READING PASSAGE:
————————

Am J Clin Nutr. 2009 Oct;90(4):1061-9. Epub 2009 Aug 19.


Effect of daily fiber intake on reproductive function: the BioCycle Study.

Gaskins AJ, Mumford SL, Zhang C, Wactawski-Wende J, Hovey KM, Whitcomb BW, Howards PP, Perkins NJ, Yeung E, Schisterman EF; BioCycle Study Group.


Division of Epidemiology, Statistics, and Prevention Research, Eunice Kennedy Shriver National Institute of Child Health and Human Development, Bethesda, MD, USA.



High-fiber diets have been associated with decreased breast cancer risk, likely mediated by the effect of fiber on lowering circulating estrogen concentrations. The influence of fiber on aspects of reproduction, which include ovulation, has not been well studied in premenopausal women.


The objective was to determine if fiber consumption is associated with hormone concentrations and incident anovulation in healthy, regularly menstruating women.

————————

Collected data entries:
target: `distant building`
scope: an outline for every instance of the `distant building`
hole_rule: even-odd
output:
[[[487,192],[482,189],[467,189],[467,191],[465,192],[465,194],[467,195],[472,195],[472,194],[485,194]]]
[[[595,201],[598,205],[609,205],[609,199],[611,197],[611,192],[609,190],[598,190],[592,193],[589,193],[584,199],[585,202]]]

————————

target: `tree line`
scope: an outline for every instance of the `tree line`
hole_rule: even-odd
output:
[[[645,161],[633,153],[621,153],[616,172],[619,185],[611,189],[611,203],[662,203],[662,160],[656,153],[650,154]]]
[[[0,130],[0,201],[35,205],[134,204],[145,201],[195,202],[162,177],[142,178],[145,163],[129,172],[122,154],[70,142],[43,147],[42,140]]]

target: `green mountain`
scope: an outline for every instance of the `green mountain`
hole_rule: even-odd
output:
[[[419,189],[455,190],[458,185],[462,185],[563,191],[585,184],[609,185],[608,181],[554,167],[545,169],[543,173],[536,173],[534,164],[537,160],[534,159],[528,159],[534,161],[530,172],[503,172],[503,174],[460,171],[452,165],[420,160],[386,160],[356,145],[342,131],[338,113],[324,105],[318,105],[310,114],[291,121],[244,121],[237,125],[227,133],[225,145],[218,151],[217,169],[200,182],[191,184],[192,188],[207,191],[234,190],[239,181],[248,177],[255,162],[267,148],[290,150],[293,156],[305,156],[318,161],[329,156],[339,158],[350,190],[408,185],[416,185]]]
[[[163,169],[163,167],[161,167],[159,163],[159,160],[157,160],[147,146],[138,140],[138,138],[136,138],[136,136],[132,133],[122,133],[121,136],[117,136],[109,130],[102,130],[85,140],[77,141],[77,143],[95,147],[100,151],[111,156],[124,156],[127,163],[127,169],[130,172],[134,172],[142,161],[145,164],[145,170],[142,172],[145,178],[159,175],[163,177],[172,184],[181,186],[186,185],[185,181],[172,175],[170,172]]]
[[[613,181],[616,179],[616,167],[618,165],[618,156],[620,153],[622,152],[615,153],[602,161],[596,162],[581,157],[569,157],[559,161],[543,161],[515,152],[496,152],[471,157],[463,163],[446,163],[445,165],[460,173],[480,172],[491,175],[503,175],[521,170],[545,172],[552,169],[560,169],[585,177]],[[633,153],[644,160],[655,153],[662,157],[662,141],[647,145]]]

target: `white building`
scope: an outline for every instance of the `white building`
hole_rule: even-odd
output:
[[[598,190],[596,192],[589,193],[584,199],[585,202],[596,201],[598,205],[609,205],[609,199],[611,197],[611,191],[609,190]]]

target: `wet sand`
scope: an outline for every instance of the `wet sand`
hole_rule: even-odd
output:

————————

PROBLEM DETAILS:
Summarize the abstract on daily fiber intake and reproductive function in two sentences.

TASK RESULT:
High-fiber diets have been associated with decreased breast cancer risk, likely through fiber's effect of lowering circulating estrogen concentrations, but its influence on reproduction, including ovulation, has not been well studied in premenopausal women. The BioCycle Study set out to determine whether fiber consumption is associated with hormone concentrations and incident anovulation in healthy, regularly menstruating women.